## What is required
Reproduce exactly the line in which "In which part of the above photo does the dirt" occurs and all the lines after it, ending with the last line.

## Information shown
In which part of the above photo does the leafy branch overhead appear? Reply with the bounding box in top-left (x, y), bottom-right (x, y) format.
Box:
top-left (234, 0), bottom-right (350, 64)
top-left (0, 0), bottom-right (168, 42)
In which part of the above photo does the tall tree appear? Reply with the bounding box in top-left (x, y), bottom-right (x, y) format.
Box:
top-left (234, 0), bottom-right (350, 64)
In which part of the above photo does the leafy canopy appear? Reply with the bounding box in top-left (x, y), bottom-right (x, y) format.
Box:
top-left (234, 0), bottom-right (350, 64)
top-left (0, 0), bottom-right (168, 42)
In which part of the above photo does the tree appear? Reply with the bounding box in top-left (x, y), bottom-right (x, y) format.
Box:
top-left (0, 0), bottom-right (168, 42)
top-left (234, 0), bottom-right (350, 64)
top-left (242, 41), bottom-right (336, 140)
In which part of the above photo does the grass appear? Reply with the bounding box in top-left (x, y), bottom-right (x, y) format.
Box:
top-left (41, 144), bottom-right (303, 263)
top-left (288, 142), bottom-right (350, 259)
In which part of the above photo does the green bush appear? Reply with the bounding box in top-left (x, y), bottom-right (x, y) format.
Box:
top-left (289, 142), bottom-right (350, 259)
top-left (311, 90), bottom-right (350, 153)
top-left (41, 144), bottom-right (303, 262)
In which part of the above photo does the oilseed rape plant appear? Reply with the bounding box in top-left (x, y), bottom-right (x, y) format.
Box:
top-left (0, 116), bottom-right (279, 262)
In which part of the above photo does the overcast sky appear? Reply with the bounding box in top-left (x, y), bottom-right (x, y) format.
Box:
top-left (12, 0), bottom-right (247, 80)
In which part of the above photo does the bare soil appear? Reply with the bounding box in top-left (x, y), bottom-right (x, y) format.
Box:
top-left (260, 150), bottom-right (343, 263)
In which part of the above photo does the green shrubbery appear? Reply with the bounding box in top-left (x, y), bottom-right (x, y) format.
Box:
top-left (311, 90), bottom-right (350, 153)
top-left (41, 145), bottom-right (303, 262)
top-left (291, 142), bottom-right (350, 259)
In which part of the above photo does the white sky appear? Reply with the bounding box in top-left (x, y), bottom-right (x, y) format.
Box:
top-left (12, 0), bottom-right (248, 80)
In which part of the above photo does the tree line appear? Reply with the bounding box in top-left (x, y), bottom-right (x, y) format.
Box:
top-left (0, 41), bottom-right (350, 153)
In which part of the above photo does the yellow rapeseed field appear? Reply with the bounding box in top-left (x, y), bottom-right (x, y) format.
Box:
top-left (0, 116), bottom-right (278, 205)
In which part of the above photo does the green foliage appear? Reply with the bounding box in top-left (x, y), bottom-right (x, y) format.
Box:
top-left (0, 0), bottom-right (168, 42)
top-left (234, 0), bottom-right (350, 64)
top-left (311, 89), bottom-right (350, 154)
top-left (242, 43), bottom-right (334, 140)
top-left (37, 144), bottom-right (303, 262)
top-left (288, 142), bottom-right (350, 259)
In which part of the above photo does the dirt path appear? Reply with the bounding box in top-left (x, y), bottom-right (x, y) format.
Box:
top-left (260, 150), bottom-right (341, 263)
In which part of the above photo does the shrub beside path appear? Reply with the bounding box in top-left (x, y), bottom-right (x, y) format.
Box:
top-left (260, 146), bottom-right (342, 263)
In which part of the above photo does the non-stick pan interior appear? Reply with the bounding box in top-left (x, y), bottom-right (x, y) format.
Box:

## Solution to this exercise
In which part of the above photo does the dirt path appear? Reply with the bounding box in top-left (x, y), bottom-right (x, y) format.
Box:
top-left (260, 150), bottom-right (341, 263)
In which part of the above photo does the shrub beside path appear? Reply with the bounding box in top-left (x, y), bottom-right (x, y) format.
Box:
top-left (260, 146), bottom-right (342, 263)
In which part of the above photo does the non-stick pan interior appear? Reply with the bounding box in top-left (x, y), bottom-right (x, y) format.
Box:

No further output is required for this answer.